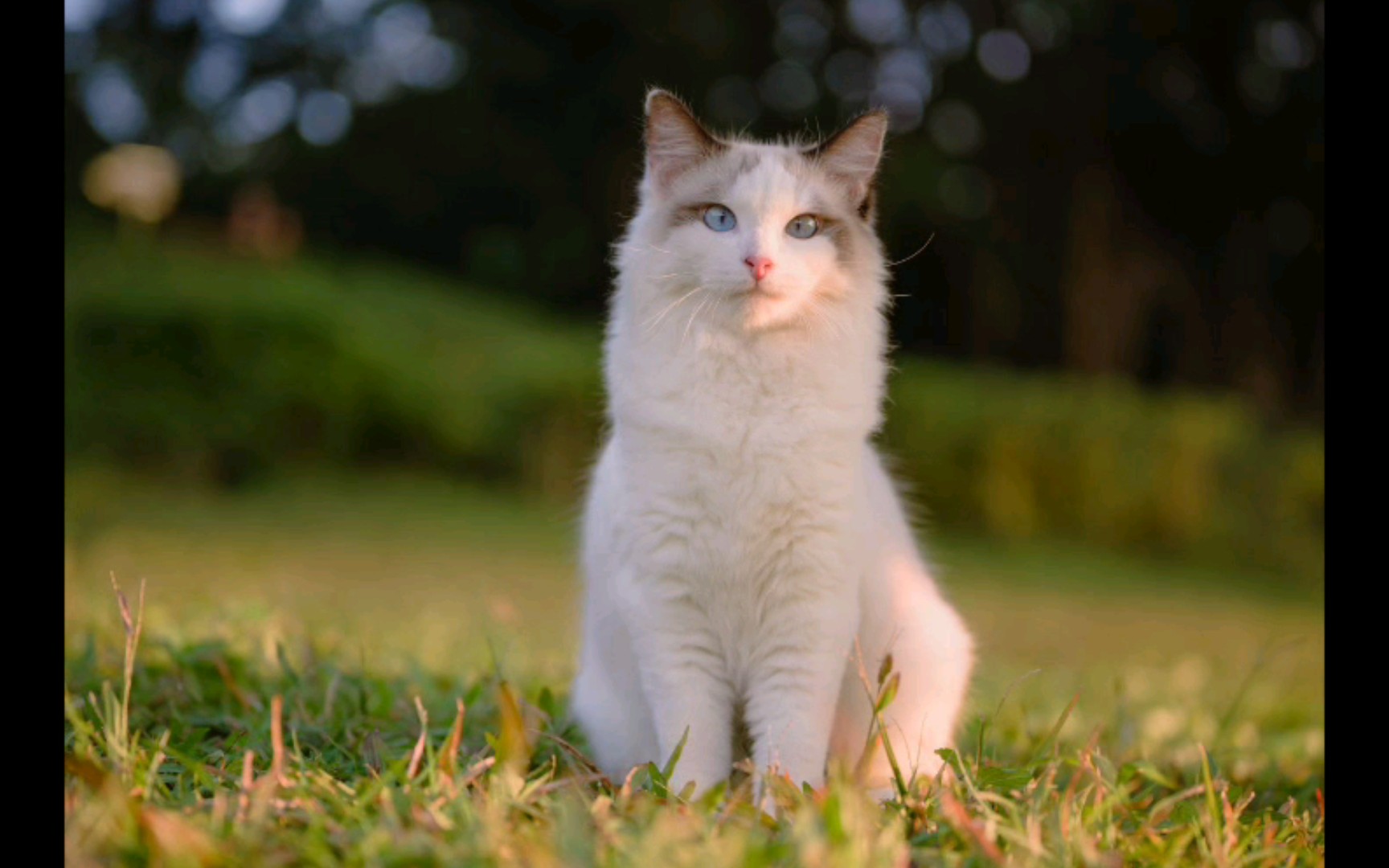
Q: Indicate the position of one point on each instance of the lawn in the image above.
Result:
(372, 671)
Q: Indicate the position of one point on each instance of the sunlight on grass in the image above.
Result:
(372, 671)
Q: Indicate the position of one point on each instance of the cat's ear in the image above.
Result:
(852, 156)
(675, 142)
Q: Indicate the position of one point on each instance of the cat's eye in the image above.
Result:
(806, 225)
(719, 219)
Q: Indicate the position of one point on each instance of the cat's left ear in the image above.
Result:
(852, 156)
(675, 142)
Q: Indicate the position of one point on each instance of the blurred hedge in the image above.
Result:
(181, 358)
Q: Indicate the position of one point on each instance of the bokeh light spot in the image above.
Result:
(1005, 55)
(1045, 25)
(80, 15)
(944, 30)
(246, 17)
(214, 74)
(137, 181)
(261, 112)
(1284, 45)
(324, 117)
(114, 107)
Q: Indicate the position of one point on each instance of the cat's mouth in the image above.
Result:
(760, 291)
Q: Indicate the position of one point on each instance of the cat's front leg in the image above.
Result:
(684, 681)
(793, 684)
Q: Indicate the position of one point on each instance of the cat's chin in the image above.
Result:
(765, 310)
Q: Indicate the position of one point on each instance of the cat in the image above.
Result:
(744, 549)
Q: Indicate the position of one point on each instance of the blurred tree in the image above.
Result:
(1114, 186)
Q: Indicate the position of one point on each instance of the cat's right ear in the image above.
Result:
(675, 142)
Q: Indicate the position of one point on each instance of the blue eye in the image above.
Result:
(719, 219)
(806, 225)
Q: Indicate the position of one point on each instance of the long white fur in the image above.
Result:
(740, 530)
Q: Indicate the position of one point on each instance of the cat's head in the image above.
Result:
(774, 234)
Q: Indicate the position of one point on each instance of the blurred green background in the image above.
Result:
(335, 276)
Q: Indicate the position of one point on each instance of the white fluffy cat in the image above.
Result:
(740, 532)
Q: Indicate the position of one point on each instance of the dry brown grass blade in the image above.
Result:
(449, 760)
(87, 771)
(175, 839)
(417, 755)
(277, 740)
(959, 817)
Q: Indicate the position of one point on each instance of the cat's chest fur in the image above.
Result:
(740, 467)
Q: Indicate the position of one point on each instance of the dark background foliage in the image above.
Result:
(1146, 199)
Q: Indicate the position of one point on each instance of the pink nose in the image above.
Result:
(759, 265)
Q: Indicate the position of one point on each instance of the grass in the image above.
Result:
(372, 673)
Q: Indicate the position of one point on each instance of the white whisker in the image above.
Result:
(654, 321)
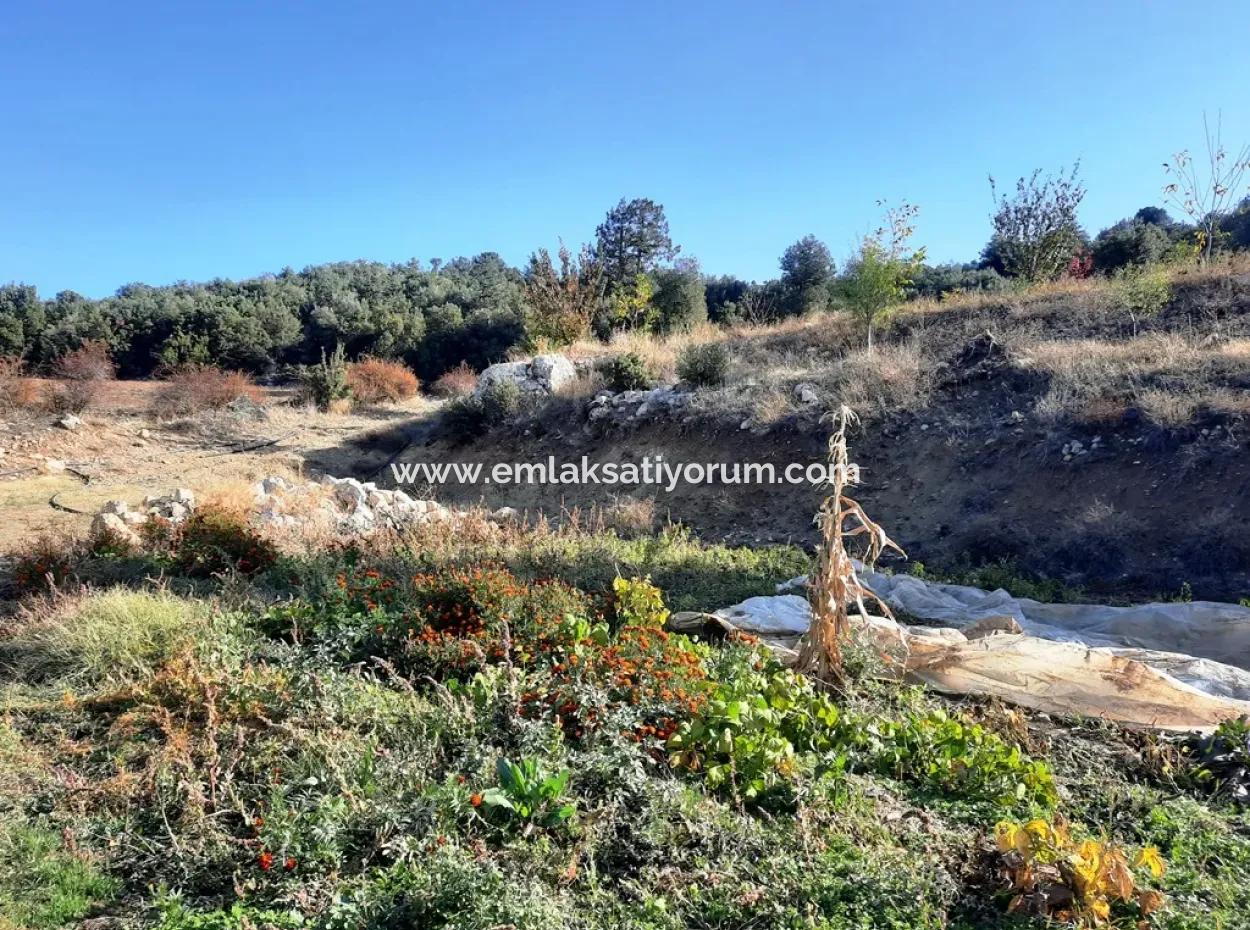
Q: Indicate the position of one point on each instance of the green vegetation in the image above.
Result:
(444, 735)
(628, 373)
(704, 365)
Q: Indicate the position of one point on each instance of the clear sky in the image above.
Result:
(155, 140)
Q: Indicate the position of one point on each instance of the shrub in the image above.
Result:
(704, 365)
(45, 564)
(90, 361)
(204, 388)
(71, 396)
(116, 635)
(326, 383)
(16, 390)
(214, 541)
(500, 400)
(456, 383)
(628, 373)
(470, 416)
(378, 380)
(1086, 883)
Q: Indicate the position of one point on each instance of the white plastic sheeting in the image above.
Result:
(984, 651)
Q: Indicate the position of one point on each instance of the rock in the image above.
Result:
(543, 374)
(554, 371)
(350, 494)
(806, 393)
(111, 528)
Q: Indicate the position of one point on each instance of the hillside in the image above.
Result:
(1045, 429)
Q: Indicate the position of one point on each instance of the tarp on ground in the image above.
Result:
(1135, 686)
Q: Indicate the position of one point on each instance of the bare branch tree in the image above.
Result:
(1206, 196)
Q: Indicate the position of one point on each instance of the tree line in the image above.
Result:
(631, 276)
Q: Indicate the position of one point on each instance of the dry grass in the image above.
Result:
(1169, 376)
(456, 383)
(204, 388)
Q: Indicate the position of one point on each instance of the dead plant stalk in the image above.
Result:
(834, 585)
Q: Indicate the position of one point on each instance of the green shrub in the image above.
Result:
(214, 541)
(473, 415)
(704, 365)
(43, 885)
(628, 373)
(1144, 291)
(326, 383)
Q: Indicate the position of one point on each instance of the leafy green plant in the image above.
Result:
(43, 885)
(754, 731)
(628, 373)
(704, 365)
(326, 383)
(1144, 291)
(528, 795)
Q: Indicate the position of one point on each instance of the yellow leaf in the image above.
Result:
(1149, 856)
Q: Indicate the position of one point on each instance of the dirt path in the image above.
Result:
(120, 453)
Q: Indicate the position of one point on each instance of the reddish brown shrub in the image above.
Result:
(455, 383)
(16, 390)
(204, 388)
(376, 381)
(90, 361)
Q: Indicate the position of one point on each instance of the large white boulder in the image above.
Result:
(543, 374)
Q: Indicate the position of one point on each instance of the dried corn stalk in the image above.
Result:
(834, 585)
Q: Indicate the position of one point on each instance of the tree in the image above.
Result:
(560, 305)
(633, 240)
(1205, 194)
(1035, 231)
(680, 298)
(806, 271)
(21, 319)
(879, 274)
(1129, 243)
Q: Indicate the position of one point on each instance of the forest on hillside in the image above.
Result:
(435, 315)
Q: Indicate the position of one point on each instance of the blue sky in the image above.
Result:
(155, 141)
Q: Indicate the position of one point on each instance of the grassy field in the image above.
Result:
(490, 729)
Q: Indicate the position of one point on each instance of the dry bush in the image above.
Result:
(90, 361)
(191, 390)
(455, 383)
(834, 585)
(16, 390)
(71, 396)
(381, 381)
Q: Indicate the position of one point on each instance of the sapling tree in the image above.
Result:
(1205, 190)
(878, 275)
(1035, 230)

==

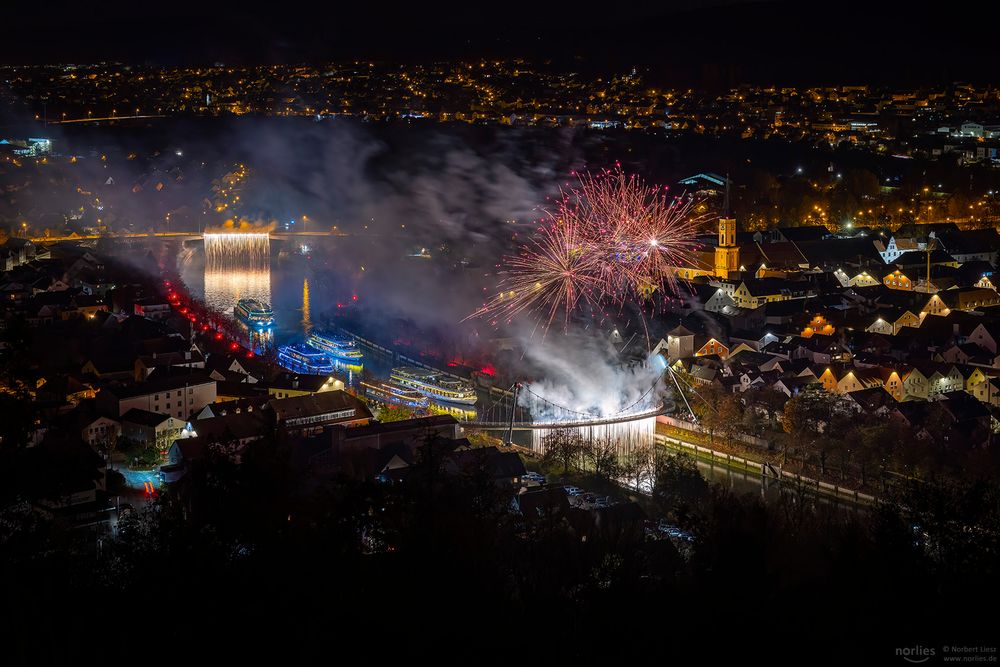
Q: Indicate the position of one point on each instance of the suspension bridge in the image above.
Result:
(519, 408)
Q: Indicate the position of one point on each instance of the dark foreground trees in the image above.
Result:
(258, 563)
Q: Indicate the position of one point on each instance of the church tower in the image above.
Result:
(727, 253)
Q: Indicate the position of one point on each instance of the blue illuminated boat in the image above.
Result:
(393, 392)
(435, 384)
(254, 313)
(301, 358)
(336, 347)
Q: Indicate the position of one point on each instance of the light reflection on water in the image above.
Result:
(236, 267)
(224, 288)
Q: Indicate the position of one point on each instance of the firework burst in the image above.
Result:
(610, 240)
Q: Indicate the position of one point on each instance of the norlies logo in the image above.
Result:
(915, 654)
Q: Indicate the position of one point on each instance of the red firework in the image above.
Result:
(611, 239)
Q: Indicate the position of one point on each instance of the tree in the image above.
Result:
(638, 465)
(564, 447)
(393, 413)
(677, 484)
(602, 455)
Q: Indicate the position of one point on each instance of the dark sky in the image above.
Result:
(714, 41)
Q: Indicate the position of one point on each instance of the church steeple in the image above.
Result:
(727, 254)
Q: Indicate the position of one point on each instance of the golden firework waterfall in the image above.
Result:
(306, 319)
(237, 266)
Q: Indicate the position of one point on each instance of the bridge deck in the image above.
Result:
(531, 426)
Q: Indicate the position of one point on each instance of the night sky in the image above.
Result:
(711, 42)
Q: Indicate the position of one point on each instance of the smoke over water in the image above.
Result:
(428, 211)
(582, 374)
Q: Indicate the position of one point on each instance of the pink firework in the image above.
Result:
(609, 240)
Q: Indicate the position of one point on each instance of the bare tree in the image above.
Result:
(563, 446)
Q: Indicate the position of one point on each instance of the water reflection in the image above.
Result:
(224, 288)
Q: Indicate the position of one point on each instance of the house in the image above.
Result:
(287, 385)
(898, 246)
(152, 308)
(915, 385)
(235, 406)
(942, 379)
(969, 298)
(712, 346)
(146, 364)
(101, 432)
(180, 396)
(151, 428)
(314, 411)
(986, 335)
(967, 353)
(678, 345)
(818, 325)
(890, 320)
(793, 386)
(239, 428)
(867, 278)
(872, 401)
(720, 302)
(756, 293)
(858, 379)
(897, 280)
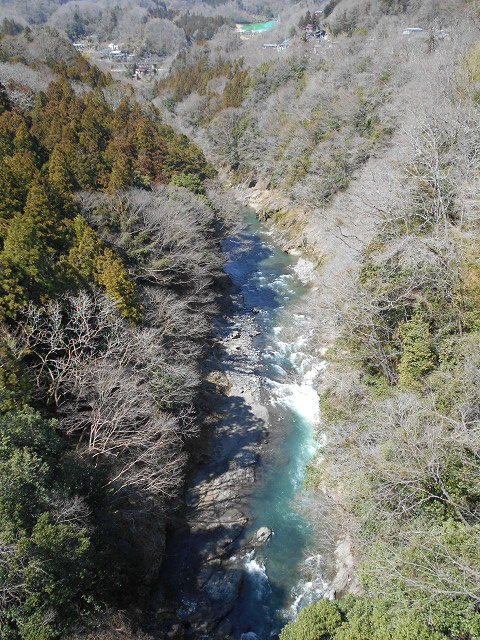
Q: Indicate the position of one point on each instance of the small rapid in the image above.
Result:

• [WHAT THE TASK REQUIRES] Reproduce the lines from the one with "on ground in the image above." through the one with "(1206, 196)", leaving them unchanged.

• [FINISHED EXERCISE]
Q: Indicate the position of one point on each instance of the tarp on ground in the image above.
Result:
(1135, 686)
Q: Indicate the position of one point on each instance of the bare branch tree in the image above.
Result:
(1206, 196)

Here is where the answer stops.